=== Source extract ===

CBD has been gaining popularity with consumers looking for an alternative pain medicine and as alternative to opioids.
“Today the therapeutic properties of CBD are being tested and confirmed by scientists and doctors around the world,” says the non-profit organization, Project CBD, on its website. ”Safe, nonaddictive substance, CBD is one of more than 100 ‘phyto-cannabinoids’, which are unique to cannabis and endow the plant with its robust therapeutic profile.
CBD can be incorporated into many different product types. Oils, creams, bath bombs, lip balms, soaps and vaping products. The main use of CBD products is to alleviate pain, anxiety and stress. There are many other benefits too, but CBD is not regulated like many other food supplements, so it is not advised to claim specifics. Anecdotal feedback speaks volumes for fantastic benefits and improvements.
Because CBD is just now finding its footing in the marketplace, there are a lot of misconceptions.
The most important thing for customers to know is that the CBD products are THC (the psychoactive compound) free and will not get them high.
Any professional who may want to use CBD to alleviate pain and stress can do so knowing no THC will be detected in any blood or urine analysis. Products are derived from the unfertilized female flower tops of high-resin CBD-rich industrial cannabis/hemp plant. Those plants are much better suited for medicinal oil extraction than low-resin fiber hemp.

===

Assigned task: Output the CBD text from "CBD can be incorporated" to "lot of misconceptions." word for word, including both ends.

=== Information given ===

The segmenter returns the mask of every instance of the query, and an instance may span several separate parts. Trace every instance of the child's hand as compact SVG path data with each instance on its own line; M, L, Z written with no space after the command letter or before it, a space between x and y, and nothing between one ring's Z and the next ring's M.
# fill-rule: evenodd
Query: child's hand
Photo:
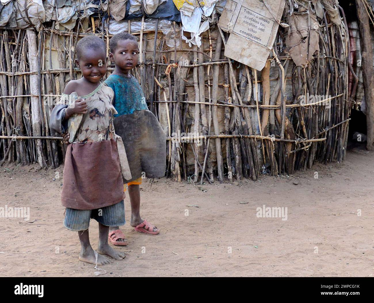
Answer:
M82 98L78 98L73 104L66 109L65 119L68 119L74 114L86 114L88 109L86 101Z
M70 139L70 134L69 133L64 133L62 134L62 142L65 144L69 144L69 139Z
M70 108L73 114L86 114L88 108L86 101L82 98L78 98Z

===

Exercise output:
CBD can be incorporated into many different product types. Oils, creams, bath bombs, lip balms, soaps and vaping products. The main use of CBD products is to alleviate pain, anxiety and stress. There are many other benefits too, but CBD is not regulated like many other food supplements, so it is not advised to claim specifics. Anecdotal feedback speaks volumes for fantastic benefits and improvements.
Because CBD is just now finding its footing in the marketplace, there are a lot of misconceptions.